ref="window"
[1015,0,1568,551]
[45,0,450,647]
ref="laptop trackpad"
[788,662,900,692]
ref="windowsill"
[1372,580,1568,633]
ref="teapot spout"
────
**Work required**
Render every line above as a two-column Markdown table, with the row number under "Row" and the line under "Line", omitting any blank lines.

**Complete response**
| Row | Line |
|---|---|
| 1 | ref="window" |
| 2 | [1015,0,1568,551] |
| 3 | [45,0,450,647] |
| 4 | ref="laptop trackpad" |
| 5 | [788,662,900,692] |
| 6 | ref="windowsill" |
| 7 | [1372,580,1568,633] |
| 8 | ref="teapot spout" |